▸ GIVEN INSTRUCTION
Rewrite the lines below, changing "place a point on" to "mark" throughout and leaving everything else untouched.
[Start of INFORMATION SHOWN]
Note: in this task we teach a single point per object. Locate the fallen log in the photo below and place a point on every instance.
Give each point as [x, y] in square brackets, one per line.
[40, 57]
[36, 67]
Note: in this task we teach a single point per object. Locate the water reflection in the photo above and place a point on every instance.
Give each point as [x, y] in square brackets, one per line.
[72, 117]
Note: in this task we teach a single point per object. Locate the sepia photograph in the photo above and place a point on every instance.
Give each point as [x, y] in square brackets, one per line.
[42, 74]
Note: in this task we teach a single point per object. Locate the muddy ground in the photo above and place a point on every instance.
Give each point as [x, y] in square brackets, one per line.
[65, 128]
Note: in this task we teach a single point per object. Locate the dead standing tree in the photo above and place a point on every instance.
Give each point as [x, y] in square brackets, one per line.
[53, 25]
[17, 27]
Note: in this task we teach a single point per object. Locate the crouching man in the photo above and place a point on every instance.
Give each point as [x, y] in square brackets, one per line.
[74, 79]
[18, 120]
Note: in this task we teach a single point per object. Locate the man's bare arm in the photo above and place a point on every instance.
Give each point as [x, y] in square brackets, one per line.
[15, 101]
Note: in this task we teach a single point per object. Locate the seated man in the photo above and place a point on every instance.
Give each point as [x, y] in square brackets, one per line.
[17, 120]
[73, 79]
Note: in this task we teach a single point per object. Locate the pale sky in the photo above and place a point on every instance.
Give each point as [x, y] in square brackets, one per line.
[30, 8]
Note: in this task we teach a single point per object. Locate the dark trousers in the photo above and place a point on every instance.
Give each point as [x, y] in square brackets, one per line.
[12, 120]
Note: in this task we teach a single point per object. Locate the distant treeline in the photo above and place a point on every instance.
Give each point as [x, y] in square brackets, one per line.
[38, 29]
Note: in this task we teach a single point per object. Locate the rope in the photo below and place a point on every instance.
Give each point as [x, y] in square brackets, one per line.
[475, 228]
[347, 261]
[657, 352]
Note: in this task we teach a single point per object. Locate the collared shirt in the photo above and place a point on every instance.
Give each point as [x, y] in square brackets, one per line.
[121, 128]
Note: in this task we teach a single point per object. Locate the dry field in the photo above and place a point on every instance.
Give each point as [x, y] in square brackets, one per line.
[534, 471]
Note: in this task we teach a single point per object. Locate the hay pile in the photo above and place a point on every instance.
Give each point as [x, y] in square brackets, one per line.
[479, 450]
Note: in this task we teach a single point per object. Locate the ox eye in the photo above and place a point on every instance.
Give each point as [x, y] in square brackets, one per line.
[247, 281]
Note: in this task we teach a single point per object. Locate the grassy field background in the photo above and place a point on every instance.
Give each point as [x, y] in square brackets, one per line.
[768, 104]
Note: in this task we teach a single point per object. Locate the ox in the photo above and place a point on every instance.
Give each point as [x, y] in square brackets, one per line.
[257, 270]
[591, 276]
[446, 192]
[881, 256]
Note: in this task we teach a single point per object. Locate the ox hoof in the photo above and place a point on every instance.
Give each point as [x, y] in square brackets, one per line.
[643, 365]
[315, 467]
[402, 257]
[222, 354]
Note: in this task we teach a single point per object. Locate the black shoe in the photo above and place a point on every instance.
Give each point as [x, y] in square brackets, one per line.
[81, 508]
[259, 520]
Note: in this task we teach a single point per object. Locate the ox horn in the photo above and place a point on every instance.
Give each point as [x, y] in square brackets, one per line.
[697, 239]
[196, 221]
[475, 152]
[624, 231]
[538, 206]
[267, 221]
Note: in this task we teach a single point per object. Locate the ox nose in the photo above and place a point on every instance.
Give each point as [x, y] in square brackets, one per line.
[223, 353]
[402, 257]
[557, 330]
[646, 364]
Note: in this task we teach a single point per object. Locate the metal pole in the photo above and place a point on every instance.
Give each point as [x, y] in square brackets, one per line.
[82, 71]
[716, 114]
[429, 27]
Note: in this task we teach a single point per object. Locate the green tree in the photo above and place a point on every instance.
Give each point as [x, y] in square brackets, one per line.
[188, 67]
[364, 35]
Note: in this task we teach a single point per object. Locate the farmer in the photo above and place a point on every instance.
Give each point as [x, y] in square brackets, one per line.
[End of INFORMATION SHOWN]
▸ SOLUTION FOR THIS TASK
Note: in this task we teach a single point per object. Locate the fallen log in the photo below and mark every instance.
Give each point as [x, y] in square brackets, one per line.
[40, 57]
[36, 67]
Note: in this task we teach a single point per object. Locate the water reflection in the photo above and mark every instance.
Give each point as [x, y] in square brackets, one per line.
[72, 117]
Note: in this task we teach a single point per object. Locate the sepia photograph in the photo above and mark every instance.
Give each point as [x, y] in square brackets, one per line.
[42, 74]
Note: in this task we teach a single point per object. Locate the muddy ground in the photo above and mark every instance.
Give each point as [x, y] in square brackets, one per line.
[65, 128]
Note: in this task we teach a single point per object. Locate the dead standing tree in the photo above and mark every instance.
Give each point as [x, y] in square brackets, one per line.
[53, 25]
[17, 27]
Note: in this task we teach a single point per object. Locate the crouching man in the photo above and mark every instance.
Give each point as [x, y] in square brackets, one per line.
[74, 79]
[18, 120]
Note: in this task we teach a single point per object. Locate the man's bare arm in the photo above and mark every instance.
Give each point as [x, y] in square brackets, one per line.
[15, 101]
Note: in this task we teach a single point per object. Locate the seated man in the photo above and mark every instance.
Give each point as [x, y] in square brackets, one per line.
[17, 120]
[73, 79]
Note: in this task we teach a single point per object. Locate the pale sky in the photo above and mark every instance.
Give each point as [x, y] in square brackets, one per line.
[30, 8]
Note: in this task we teach a single point per object. Locate the dark trousers in the photo above and mark every instance.
Give each point as [x, y] in square brackets, one per line.
[12, 120]
Note: in this task we teach a single point per object. Locate the distant treeline in the photo above and mark every instance.
Give each point as [x, y] in square brackets, one per line.
[38, 29]
Note: in this task we teach a single point per object. Locate the rope in the photo below and mark every instance.
Give each point as [x, y] in square brackets, one per line.
[475, 228]
[347, 261]
[657, 352]
Note: in this task we teach a single point per object. Locate the collared shirt in the photo above and mark every instance.
Give each point as [x, y] in square brackets, one per line.
[121, 128]
Note: in this task we teach a single point per object. Locate the dry field in the photo above and mark every instance.
Give each point as [x, y] in square brackets, one per line.
[534, 471]
Note: in this task we teach a single point per object. Locate the hay pile in the photo above and mark every instance.
Give each point as [x, y] in square brackets, one per line.
[479, 450]
Note: in this task we teach a single point per object. Locate the ox eye in the photo above and mark every instance.
Give each point as [x, y] in square brackets, one per line.
[247, 281]
Note: in this task we teach a single point per object. Locate the grassy field background in the photo above and mark every instance.
Give each point as [x, y] in square brackets, one per line.
[768, 104]
Note: in this task we teach a single point per object. Locate the ox in the photo above and mark every instance.
Give each point as [x, y] in square brackets, one per line.
[257, 270]
[591, 276]
[446, 192]
[881, 256]
Note: in this task we teach a single point per object. Locate the ox hoof in the photo above and mark every instance.
Give each point as [x, y] in square brackets, one per line.
[643, 365]
[315, 467]
[402, 257]
[222, 354]
Note: in this task we teach a single point per object. Locate the black shoe in the photo above and mark every instance.
Give each point as [x, y] in square brackets, one per line.
[81, 508]
[259, 520]
Note: in this task we teach a single point per object. Locate the ox horn in the photo above and mark every instance.
Give each point as [x, y] in square brackets, one per line.
[697, 239]
[196, 221]
[475, 152]
[624, 231]
[538, 206]
[267, 221]
Note: in this task we teach a single point per object. Locate the ox nose in the photo above and mark every instance.
Give each point as [x, y] in square brackets, one per line.
[223, 353]
[402, 257]
[557, 330]
[646, 364]
Note: in this task we teach a single point per object. Locate the metal pole in the photo above and mark every instance.
Give each point as [x, y] in square brackets, one per line.
[82, 71]
[716, 114]
[429, 27]
Note: in this task we teach a single point per object. Locate the green tree in the photo above and mark every instance.
Give each point as [x, y] in square brackets, one per line.
[188, 67]
[364, 35]
Note: in this task we teach a single point per object. Locate the farmer in the photo above and mark every instance.
Give each point as [x, y] in square brackets, one per line.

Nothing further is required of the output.